• [WHAT YOU WILL DO]:
Transcribe the listing below word for word.

-------- TASK MATERIAL --------

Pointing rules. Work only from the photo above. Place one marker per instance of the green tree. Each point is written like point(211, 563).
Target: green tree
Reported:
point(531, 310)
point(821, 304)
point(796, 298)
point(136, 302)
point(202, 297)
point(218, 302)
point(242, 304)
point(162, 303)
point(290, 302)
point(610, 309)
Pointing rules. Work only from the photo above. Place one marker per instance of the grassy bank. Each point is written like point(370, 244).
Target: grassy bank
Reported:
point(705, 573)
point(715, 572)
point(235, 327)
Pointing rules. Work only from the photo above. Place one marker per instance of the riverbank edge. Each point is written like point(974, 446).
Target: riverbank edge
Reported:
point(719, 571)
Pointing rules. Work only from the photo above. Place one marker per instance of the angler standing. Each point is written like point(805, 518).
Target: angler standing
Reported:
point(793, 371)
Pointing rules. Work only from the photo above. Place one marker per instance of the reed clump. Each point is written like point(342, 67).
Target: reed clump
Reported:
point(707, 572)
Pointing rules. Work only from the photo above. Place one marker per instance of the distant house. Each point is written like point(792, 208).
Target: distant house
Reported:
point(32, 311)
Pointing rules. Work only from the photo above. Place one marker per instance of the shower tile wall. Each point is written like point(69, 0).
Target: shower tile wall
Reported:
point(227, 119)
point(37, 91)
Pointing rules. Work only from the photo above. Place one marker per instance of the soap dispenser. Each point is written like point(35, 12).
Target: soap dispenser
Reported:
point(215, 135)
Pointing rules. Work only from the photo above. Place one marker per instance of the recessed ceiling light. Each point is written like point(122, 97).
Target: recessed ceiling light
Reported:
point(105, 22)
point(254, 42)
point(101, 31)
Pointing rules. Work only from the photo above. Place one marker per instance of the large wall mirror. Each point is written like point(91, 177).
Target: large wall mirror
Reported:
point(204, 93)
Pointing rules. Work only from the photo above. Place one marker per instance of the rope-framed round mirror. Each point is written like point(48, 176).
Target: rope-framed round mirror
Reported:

--------

• [THE RESPONSE]:
Pointing rules. Work only from the photo above. Place one marker per instance of the green tree. Each point is written like point(211, 563).
Target: green tree
Reported:
point(531, 310)
point(821, 304)
point(796, 298)
point(136, 302)
point(202, 297)
point(218, 302)
point(242, 304)
point(162, 303)
point(290, 302)
point(610, 309)
Pointing rules. Work only from the photo above. Place one marker per instance of the grassy bank. Each point is written like point(370, 244).
Target: grassy bank
Reported:
point(705, 573)
point(715, 572)
point(235, 327)
Pointing rules. Work only from the photo above. Place one marker per instance of the riverbank edge. Each point is written like point(974, 446).
Target: riverbank edge
Reported:
point(719, 571)
Pointing rules. Work only from the photo above. Place one marker per instance of the angler standing. Each point is written like point(805, 518).
Target: angler standing
Reported:
point(793, 371)
Pointing rules. Work only from the photo above. Place one marker per instance of the reed clump. Each point is written like point(342, 67).
Target: reed clump
Reported:
point(707, 572)
Pointing rules. Work only from the photo above. Place one marker per instance of the distant house. Each point is written like point(792, 208).
Target: distant house
Reported:
point(32, 311)
Pointing rules. Work only from the photo above. Place one marker per instance of the shower tile wall. Each point is written like point(69, 0).
Target: shower tile wall
Reported:
point(227, 119)
point(37, 91)
Pointing rules. Work only from the photo above. Place one marker per instance of the soap dispenser. Each point is written like point(35, 12).
Target: soap dispenser
Reported:
point(215, 135)
Pointing rules. Work only from the photo above. Place one marker per instance of the recessed ceiling light. Each point is written like point(122, 97).
Target: recessed ceiling light
Reported:
point(105, 22)
point(254, 42)
point(101, 31)
Pointing rules. Work only from the photo above. Place one marker per instance of the large wall mirror. Each point is written like point(91, 177).
Target: large wall mirror
Reported:
point(204, 93)
Pointing rules. Work only from the photo above. Place one marker per instance of the rope-framed round mirror. Each point is written like point(48, 176).
Target: rope-framed round mirror
Reported:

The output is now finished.